#### Article

- Associated Press - Saturday, February 19, 2011

MANAMA, Bahrain (AP) — Thousands of singing and dancing protesters streamed back into Manama’s central Pearl Square on Saturday after Bahrain’s leaders withdrew tanks and riot police following two straight days of a bloody crackdown by security forces in the tiny monarchy.

The royal family, which was quick to use force earlier this week against demonstrators in the landmark square that has been the heart of the anti-government demonstrations, appeared to back away from further confrontation following international pressure from the West.

The demonstrators had emulated successful uprisings in Tunisia and Egypt in attempting to bring political change to Bahrain, home to the U.S. Navy’s 5th Fleet — the centerpiece of Washington’s efforts to confront Iranian military influence in the region.

Crown Prince Salman bin Hamad Al Khalifa, deputy supreme commander of the armed forces, appealed for calm and political dialogue in a brief address on state TV.

People circling through the square clapped, whistled and wept. Some wore white sheets symbolizing their readiness for martyrdom, while others carried Bahraini flags, flowers and signs that said “Peaceful.”

“We are victorious!” they chanted as they marched back into the square that has been the headquarters for their revolt against the Sunni monarchy in the predominantly Shiite island nation.

They also chanted: “The people want the removal of the regime.”

President Barack Obama discussed the situation with King Hamad bin Isa Al Khalifa, asking him to hold those responsible for the violence accountable. He said in a statement that Bahrain must respect the “universal rights” of its people and embrace “meaningful reform.”

British Foreign Secretary William Hague also expressed his concern about “clearly unacceptable and horrifying” violence against demonstrators in Bahrain. He urged Bahraini authorities to hold accountable those responsible for the deaths in protests there and to halt the intimidation of journalists.

The crown prince has been delegated by the royal family to open a dialogue with the opposition.

“The sooner we return to calm, the sooner we can reach our goals,” Salman said. “Citizens of Bahrain, let’s work together with all political blocks to help return the security situation to normal so we can announce a day of mourning for those we’ve lost.”

The violence has already forced the cancellation of a lower-tier auto race in Bahrain that had been scheduled for this weekend. Formula One officials also are weighing whether to cancel the season-opening event in Bahrain on March 13 — a move that would be a huge blow to the nation’s prestige.

Ibrahim Sharif, head of the opposition Waad Society, said that pulling the armed forces off the streets of Manama was not enough and demanded guarantees that protesters can stage rallies without fear of being attacked. Waad is an umbrella group of protest factions.

Some of the protesters were wary of Bahrain’s leaders, despite the military withdrawal.

“Of course we don’t trust them,” said Ahmed al-Shaikh, a 23-year-old civil servant. “They will probably attack more and more, but we have no fear now.”

He questioned what kind of dialogue could proceed after the crackdown.

“How can we have trust? Now there is one demand: We want the whole government to step down,” he added.

Hassan Youssef, 33, called the crown prince’s speech “hypocritical and self-serving.”

########
#### Data shown

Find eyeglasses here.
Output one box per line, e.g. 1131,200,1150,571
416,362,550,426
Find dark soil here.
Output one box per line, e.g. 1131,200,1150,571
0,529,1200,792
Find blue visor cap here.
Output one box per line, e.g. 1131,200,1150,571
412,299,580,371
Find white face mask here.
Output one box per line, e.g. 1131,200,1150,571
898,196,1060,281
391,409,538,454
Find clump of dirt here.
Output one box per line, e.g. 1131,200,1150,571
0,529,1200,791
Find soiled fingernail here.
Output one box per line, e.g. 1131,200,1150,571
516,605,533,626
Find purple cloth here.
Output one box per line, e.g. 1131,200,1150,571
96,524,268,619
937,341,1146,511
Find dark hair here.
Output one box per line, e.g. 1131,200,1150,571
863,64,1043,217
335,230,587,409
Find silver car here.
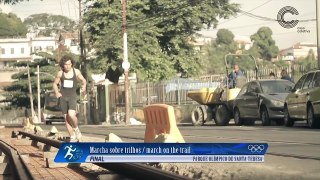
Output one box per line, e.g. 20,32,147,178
233,79,294,126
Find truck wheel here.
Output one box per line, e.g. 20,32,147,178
191,106,204,126
234,108,243,126
214,105,230,126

########

* _Instructions_:
#1 In the Bahrain article, what did the white sheets some protesters wore symbolize?
#2 Please repeat the Bahrain article from "MANAMA, Bahrain (AP)" to "in the region.", inclusive.
The entries aren't needed here.

* _Answer list_:
#1 Their readiness for martyrdom.

#2
MANAMA, Bahrain (AP) — Thousands of singing and dancing protesters streamed back into Manama’s central Pearl Square on Saturday after Bahrain’s leaders withdrew tanks and riot police following two straight days of a bloody crackdown by security forces in the tiny monarchy.

The royal family, which was quick to use force earlier this week against demonstrators in the landmark square that has been the heart of the anti-government demonstrations, appeared to back away from further confrontation following international pressure from the West.

The demonstrators had emulated successful uprisings in Tunisia and Egypt in attempting to bring political change to Bahrain, home to the U.S. Navy’s 5th Fleet — the centerpiece of Washington’s efforts to confront Iranian military influence in the region.